- What the task asks
Answer these questions from the article below on government's role in strategic communication:
(a) Who wrote the article?
(b) What four categories of U.S. national interests does the article list under the Army War College interpretation?
(c) Which two categories does the article give as examples where other organizations might better support the achievement of national interests?

- Page excerpt
START

Active or Passive Strategic Communication: What’s the Role of Government?

By Jamie Gayton

Army War CollegeIf we ascribe to the United States Army War College interpretation of U.S. national interests, we accept, 1) Defense of the Homeland, 2) Economic Prosperity, 3) Promotion of Values, and 4) Favorable World Order, as the categories that represent those national interests. The United States Government generally accepts responsibility for developing and refining these national interests and as such should initially take responsibility for developing a road map consisting of actions and communication that would foster movement toward their attainment. This is commendable – it is clearly responsible action by the developer of the goals and objectives supporting our interests, but must the government remain the lead executor in any specific category? Could it be possible that other organizations or entities might better support the achievement of national interests in certain areas for example, Economic Prosperity or Favorable World Order?

END

- Data rows

START

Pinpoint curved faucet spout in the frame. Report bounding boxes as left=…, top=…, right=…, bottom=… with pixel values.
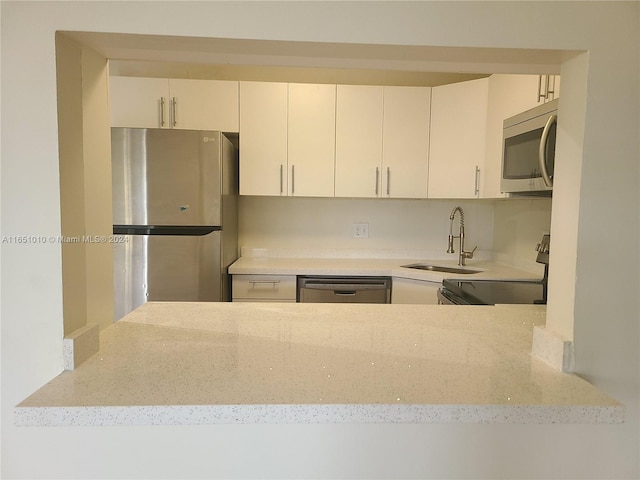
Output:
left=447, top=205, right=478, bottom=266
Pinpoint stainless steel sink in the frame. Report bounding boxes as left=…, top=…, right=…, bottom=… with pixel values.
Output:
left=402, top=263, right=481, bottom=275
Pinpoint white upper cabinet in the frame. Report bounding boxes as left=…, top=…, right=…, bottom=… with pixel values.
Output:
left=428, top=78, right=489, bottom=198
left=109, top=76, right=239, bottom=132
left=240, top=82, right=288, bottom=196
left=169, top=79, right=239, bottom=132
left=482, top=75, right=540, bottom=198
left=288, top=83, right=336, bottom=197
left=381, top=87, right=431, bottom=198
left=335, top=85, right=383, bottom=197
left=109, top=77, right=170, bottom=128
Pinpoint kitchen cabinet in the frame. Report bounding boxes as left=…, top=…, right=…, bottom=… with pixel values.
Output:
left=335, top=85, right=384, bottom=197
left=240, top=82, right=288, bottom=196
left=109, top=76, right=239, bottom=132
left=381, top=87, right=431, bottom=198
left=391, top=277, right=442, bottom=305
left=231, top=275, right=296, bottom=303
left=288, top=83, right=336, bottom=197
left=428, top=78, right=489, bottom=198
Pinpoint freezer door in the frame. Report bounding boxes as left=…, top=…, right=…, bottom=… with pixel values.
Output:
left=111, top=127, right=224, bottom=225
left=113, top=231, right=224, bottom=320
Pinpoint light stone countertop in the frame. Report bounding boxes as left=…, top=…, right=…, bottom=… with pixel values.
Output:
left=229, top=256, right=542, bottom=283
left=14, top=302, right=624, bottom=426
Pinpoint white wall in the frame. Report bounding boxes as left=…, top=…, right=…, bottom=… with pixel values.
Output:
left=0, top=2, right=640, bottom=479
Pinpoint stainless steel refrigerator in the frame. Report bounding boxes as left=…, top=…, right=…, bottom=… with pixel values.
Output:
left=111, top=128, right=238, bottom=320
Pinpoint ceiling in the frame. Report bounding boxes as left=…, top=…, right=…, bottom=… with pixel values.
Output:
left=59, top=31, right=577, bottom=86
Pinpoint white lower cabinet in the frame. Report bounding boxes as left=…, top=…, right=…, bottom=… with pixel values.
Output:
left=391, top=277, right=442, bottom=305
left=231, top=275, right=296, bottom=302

END

- Answer for this exercise
(a) Jamie Gayton
(b) Defense of the Homeland, Economic Prosperity, Promotion of Values, and Favorable World Order
(c) Economic Prosperity and Favorable World Order